(Beginning of Exercise material)
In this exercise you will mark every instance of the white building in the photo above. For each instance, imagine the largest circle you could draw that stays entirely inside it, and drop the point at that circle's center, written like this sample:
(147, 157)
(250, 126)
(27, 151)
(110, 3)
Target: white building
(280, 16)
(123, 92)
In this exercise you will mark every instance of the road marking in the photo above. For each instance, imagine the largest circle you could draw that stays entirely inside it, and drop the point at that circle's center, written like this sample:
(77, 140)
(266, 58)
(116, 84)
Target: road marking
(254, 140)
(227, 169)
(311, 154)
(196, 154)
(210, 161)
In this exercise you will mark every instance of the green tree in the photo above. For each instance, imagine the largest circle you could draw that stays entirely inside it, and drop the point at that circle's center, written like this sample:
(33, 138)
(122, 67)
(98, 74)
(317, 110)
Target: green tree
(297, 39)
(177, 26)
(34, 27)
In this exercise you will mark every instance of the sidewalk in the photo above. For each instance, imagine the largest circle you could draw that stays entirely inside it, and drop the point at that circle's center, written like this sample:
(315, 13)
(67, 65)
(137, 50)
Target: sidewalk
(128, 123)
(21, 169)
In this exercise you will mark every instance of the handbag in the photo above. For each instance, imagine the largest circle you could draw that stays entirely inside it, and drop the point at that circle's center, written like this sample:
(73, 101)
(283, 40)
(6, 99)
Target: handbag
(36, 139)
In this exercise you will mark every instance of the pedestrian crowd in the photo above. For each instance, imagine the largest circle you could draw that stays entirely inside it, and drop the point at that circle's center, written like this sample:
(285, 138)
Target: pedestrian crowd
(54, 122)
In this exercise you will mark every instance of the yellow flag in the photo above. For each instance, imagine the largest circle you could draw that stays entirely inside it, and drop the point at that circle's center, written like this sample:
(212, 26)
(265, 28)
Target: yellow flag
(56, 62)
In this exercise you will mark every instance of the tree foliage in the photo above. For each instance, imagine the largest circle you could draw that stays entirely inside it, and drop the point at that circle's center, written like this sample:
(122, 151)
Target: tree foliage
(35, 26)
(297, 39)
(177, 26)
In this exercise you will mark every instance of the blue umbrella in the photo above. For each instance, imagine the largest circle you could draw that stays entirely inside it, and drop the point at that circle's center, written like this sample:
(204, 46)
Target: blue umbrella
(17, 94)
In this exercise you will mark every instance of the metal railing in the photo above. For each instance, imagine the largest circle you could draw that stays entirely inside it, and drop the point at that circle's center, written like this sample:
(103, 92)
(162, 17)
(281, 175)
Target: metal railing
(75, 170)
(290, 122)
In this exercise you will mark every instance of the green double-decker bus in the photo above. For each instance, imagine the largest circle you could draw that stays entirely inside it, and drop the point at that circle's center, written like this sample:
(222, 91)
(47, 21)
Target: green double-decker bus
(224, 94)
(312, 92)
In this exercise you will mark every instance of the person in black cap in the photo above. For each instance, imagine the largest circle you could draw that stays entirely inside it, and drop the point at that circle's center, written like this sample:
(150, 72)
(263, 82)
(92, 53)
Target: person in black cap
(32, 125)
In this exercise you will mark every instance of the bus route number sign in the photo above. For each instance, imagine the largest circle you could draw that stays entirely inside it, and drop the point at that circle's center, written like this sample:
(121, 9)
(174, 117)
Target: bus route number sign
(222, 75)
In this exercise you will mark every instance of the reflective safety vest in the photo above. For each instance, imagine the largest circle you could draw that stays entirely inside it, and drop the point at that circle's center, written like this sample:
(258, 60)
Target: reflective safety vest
(End of Exercise material)
(Beginning of Exercise material)
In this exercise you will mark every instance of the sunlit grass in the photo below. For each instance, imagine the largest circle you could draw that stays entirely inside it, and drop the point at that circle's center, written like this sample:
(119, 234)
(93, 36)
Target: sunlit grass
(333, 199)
(End of Exercise material)
*What is needed*
From the records above, return each line where "reflective" occurs.

*Answer to this exercise*
In this exercise you will mark every instance of the reflective safety vest in the photo above. For each instance, imagine the largest circle you could draw that stays entirely inside it, and drop the point at that circle's center, written like this sample:
Target: reflective safety vest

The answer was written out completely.